**Task prompt**
All the lines below should appear again unchanged, though their pictures should not.

**Records provided**
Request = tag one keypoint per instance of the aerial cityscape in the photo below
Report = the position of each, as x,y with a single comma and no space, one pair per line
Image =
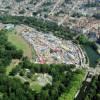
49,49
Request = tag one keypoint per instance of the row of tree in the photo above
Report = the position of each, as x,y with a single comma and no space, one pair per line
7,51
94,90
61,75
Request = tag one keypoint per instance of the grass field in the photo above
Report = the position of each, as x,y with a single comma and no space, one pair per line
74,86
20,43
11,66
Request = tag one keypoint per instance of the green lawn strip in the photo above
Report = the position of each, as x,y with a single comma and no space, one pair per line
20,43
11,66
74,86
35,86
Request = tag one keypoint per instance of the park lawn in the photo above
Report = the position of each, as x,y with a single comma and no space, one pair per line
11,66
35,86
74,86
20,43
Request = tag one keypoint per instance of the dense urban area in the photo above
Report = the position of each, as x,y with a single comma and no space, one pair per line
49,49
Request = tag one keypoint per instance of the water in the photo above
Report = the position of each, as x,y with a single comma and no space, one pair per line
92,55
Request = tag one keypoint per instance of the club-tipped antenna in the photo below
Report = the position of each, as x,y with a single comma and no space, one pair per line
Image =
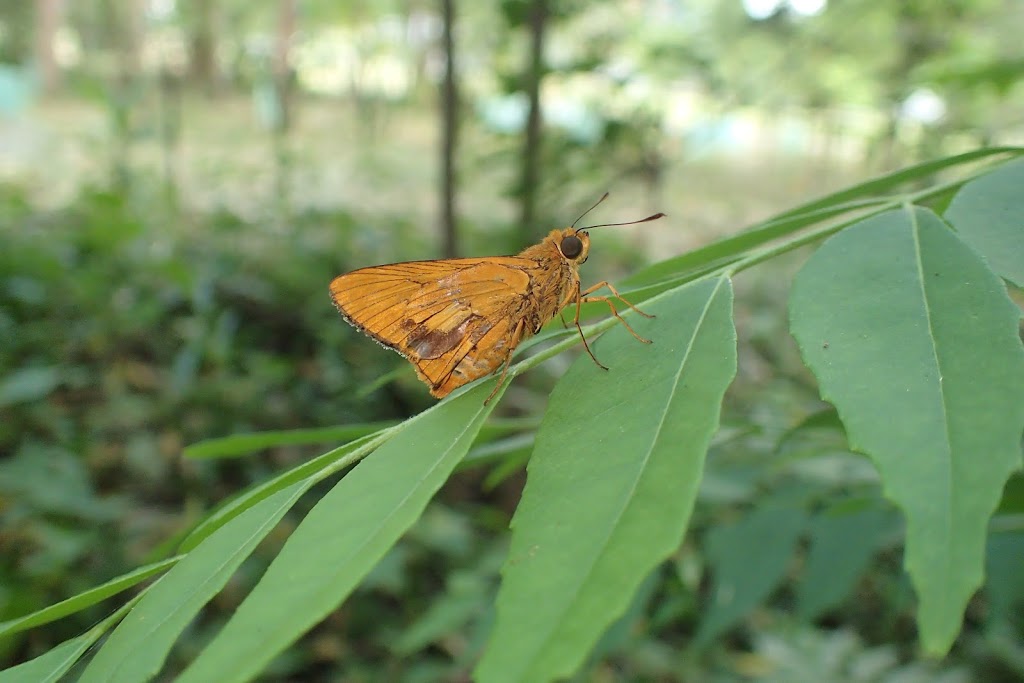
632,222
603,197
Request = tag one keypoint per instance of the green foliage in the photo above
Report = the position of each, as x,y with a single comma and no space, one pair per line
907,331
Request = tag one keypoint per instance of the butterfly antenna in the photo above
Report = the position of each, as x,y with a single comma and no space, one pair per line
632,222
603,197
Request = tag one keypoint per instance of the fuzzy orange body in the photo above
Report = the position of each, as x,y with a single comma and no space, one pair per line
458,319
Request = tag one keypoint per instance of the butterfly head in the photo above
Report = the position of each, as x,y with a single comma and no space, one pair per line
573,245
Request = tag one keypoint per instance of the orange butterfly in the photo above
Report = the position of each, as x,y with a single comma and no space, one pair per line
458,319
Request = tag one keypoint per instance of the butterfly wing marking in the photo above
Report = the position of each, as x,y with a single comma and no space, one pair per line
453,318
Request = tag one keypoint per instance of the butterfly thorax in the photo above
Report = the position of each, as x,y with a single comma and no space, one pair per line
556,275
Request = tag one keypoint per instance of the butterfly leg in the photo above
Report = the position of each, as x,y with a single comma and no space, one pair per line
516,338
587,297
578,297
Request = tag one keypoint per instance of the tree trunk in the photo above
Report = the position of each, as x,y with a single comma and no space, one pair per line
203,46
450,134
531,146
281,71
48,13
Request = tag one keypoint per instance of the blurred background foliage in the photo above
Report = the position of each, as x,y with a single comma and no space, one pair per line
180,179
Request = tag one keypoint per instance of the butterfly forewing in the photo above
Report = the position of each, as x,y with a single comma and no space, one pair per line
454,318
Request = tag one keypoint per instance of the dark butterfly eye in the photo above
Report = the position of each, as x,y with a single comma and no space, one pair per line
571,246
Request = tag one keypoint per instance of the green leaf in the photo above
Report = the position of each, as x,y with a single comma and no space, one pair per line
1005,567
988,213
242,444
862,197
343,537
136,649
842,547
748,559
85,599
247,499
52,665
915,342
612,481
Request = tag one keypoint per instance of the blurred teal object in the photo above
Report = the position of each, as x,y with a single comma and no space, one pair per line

**Your response**
Request = tag one keypoint per instance of the aerial cityscape in the photo below
Report = the position of each, as x,y with a single comma and no space, one pair per line
Image =
49,49
Request = tag one keypoint per instance of the row of tree in the photo above
Report = the position of each, as x,y with a single comma and no space, one pair per line
7,51
94,90
61,75
Request = tag one keypoint per instance of the grass field in the photo above
Report = the position of each, as x,y with a single comma and no space, one pair per line
74,86
20,43
11,66
Request = tag one keypoint per instance of the green lawn strip in the photo above
Report = the position of each, as x,y with a single comma and no space, one pair per line
20,43
11,66
74,86
35,86
Request = tag one keypoint per instance of the park lawn in the photo above
Report = the position of each, as x,y with a single comma and no space, one pair per line
11,66
35,86
74,86
20,43
Request = tag one keypoint per instance of the dense urban area in the photo above
Report = the position of each, as x,y with a single comma and no space, one pair per line
49,49
Request = tag one keypoint per instance of the water in the photo above
Report = the position of each, as x,y with a single comma and no space, one pair per line
92,55
Request = tag one keypoint per instance of the club-tipped antenna in the photo below
Report = the position of each, as x,y with a single comma and no space, one pair per line
Image =
632,222
603,197
Request = tag one keypoint per instance of the green foliage in the photo above
Report = the position of each, as x,y with a single comma and no space, one pair per line
907,331
Request = tag one keypoint per instance of the butterfly antenna in the photo above
Report = the position of each, as x,y with a single comma and no space, one pair per line
632,222
603,197
Request = tag one keypoint per instance of the fuzzy orange body in the photo above
Report = the position of each, as x,y with a single comma and no space, one pair per line
458,319
Request = tag one keypoint per instance of the butterfly head in the photo above
Report = the position of each, as x,y with a single comma and no space, one pair per line
573,245
Request = tag one keypoint per instance of the orange butterfly in the photo above
Report = the position of each, as x,y with a single comma and no space, one pair per line
458,319
Request = tag one keypoint per instance of the butterfly wing marking in the photo above
Report = the position of each, as x,y with a single comma and no space, one pair per line
453,318
Request = tag one keypoint per instance of the butterfly thorax in the photo above
Report = the position of each, as x,y with a single comma and no space, one pair per line
556,275
Request = tag one keypoint per instance of the butterfly leg in the photo above
Report = the position of each, as x,y with a single comma and no space, one pair per line
516,338
587,297
578,297
Request = tag one keypoint per instance of the tree trunk in the photo above
Report = the position of each, as x,y with a single comma and no space, one pair per line
203,46
450,134
531,146
281,71
48,13
Request = tag one keypoint per instance of the blurred background foliage in the photo above
Report = the position of each, as x,y with a single comma and no space, one pair per line
180,179
Request = tag one keypoint per instance of the butterfly forewing in the photo above
Report = the position of each, as x,y with a single comma and no space, one pair per line
454,318
Request = tag one keypoint per instance of the dark butterfly eye in the photo above
Report = the position of each, as x,y with a single comma and no space, one pair per line
571,246
Request = tag one keypoint per instance of the green leaf in the photo above
Report = the position of each, as x,y with a single comma and no space, one pair per line
1005,567
988,213
242,444
862,197
343,537
136,649
842,547
748,559
85,599
247,499
52,665
915,342
612,481
Request = tag one keypoint per instance of the blurred teal object in the photo above
Report = the position of each, as x,y with a single comma and no space, one pair per line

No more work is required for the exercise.